# Data entries
((
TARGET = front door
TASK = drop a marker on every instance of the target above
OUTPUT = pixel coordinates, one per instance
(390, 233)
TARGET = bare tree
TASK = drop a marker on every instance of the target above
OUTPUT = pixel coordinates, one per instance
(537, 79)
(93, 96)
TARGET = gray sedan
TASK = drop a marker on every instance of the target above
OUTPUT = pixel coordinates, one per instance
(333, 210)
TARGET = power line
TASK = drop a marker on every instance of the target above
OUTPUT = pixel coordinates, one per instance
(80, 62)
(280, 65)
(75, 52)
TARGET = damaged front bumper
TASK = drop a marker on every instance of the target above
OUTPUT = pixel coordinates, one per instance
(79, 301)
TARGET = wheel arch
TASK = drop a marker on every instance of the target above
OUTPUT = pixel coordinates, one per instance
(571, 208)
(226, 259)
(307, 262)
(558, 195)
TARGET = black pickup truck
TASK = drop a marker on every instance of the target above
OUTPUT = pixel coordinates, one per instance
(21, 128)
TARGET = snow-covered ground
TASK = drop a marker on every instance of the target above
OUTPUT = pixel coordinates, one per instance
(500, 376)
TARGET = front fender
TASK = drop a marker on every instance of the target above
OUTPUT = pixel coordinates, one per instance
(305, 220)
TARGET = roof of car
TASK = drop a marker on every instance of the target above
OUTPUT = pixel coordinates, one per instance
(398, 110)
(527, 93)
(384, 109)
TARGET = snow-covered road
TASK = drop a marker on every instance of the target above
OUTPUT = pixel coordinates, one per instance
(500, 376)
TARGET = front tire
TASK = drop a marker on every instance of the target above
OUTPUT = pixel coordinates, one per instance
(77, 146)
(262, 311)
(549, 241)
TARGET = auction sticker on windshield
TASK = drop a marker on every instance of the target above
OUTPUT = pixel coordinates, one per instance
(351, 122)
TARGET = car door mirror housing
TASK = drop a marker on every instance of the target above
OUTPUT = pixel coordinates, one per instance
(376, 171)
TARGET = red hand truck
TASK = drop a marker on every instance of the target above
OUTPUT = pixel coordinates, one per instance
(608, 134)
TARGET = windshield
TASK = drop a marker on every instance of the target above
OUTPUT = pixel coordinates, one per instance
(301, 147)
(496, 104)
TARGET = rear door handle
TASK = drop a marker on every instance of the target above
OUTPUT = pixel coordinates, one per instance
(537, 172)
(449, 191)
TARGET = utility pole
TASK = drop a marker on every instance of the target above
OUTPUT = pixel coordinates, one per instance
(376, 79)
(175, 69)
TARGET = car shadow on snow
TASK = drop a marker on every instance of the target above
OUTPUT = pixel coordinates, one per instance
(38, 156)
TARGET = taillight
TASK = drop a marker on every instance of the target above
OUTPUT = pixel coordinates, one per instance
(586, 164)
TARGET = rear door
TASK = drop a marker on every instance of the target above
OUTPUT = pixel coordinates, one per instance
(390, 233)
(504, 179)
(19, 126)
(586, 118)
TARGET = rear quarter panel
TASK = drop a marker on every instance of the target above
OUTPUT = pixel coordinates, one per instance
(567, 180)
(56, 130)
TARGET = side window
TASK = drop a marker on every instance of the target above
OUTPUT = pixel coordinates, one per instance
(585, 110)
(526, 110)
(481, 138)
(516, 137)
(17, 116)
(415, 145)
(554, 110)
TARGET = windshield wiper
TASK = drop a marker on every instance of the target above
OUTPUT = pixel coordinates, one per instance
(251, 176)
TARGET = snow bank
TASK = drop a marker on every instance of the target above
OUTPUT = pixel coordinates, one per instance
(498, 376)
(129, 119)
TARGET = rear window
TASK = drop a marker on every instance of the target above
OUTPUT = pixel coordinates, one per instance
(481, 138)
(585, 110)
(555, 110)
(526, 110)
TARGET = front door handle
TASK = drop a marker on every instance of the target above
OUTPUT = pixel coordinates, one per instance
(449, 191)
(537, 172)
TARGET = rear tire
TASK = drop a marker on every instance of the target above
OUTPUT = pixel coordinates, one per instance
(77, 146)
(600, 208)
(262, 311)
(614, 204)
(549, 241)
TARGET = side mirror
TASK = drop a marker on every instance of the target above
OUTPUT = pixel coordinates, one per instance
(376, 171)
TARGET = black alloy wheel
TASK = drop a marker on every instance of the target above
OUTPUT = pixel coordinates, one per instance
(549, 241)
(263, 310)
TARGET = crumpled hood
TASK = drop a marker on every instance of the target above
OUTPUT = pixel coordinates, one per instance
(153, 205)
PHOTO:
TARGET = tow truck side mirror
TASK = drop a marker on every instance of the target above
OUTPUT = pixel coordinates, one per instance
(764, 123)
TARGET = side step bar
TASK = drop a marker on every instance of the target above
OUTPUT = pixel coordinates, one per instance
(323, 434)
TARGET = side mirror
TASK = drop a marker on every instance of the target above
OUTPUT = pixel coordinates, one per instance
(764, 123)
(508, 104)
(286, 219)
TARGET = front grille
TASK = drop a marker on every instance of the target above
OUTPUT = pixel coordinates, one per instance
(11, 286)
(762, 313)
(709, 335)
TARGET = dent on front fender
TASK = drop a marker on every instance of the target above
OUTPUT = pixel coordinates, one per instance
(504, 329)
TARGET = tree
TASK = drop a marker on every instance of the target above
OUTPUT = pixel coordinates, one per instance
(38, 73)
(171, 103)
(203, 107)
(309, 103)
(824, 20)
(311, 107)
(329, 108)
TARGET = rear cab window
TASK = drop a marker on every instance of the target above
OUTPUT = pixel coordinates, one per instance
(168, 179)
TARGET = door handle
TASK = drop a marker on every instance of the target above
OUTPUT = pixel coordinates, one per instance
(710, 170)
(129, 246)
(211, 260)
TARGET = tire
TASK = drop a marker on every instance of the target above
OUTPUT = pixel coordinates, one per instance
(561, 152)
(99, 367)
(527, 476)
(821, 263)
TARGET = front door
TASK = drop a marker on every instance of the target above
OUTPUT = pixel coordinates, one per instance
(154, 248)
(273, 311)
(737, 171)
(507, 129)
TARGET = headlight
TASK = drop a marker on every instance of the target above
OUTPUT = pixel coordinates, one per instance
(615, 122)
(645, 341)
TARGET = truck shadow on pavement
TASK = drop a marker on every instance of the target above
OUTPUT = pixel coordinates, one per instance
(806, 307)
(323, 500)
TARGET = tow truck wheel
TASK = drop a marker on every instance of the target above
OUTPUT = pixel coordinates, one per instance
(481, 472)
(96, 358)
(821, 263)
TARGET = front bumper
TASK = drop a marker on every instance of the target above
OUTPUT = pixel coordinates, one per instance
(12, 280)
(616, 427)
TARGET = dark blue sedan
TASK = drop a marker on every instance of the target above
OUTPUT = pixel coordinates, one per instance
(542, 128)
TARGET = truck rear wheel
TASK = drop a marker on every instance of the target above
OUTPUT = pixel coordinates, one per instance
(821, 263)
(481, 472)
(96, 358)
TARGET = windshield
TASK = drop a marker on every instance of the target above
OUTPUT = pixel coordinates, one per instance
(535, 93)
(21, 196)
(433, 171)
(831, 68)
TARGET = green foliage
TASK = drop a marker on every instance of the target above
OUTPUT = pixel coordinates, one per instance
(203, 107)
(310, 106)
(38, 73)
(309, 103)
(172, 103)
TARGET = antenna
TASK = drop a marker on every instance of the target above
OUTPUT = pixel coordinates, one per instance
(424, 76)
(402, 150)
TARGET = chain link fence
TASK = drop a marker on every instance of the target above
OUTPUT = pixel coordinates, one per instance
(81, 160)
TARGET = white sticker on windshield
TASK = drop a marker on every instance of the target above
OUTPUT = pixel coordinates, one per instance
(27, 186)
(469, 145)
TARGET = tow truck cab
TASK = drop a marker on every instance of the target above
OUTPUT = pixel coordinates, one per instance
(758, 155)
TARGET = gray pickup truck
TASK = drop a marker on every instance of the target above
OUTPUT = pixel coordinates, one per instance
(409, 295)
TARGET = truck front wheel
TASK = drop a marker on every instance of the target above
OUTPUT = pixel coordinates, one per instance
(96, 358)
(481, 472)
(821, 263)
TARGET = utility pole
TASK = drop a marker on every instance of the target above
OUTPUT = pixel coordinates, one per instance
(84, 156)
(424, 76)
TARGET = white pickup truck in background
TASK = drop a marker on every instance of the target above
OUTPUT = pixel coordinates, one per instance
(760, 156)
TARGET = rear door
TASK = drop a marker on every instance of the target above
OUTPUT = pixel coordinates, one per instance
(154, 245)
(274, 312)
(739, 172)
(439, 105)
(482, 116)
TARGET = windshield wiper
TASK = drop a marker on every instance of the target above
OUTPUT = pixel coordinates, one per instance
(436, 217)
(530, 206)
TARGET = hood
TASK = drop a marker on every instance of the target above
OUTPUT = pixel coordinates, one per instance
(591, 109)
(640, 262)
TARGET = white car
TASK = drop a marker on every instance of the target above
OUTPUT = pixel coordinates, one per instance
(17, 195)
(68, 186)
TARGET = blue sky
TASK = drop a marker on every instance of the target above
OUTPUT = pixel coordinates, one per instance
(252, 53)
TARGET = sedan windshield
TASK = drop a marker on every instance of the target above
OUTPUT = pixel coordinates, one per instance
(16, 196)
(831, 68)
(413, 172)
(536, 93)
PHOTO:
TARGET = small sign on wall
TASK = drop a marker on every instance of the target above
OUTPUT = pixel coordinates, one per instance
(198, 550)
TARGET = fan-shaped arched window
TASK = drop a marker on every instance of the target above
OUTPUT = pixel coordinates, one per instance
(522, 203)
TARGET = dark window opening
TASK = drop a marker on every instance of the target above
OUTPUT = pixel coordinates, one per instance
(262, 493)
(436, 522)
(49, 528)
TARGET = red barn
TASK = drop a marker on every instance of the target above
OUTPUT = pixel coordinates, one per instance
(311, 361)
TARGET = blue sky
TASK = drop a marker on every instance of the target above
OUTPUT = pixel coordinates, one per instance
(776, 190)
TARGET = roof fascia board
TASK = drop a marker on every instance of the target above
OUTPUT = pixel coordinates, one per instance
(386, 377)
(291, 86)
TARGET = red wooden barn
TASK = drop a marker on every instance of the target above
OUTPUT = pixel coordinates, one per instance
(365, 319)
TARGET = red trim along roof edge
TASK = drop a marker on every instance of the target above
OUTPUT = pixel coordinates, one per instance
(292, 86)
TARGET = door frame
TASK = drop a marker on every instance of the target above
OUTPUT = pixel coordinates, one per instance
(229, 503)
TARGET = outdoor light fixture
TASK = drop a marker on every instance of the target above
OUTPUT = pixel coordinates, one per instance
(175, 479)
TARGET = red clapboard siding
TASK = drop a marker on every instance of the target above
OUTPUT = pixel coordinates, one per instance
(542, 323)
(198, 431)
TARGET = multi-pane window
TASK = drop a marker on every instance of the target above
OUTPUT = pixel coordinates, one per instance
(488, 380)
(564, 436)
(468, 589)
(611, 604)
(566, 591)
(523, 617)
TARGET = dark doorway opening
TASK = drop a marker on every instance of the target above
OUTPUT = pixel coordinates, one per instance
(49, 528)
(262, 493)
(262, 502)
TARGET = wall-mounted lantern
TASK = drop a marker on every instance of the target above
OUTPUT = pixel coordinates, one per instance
))
# What is being asked
Set down exactly what runs from the line with "TARGET = red clapboard siding" to the last line of the data above, including both of those lines and no others.

# Task output
TARGET = red clapboard siding
TASK = drop a marker on every instance of the target above
OUTPUT = pixel coordinates, one per instance
(542, 323)
(198, 431)
TARGET = multi-pane window
TASK = drop a marker on every instance of the target above
OUTPUT = pixel coordinates, one per instance
(488, 380)
(564, 436)
(468, 589)
(611, 604)
(566, 591)
(523, 617)
TARGET = dark doorway opening
TASK = drop a marker on every instance of the target above
OUTPUT = pixel coordinates, one per instance
(49, 528)
(262, 493)
(262, 502)
TARGET = wall-mounted lantern
TASK = drop a marker on every instance of the target above
OUTPUT = pixel coordinates, one per instance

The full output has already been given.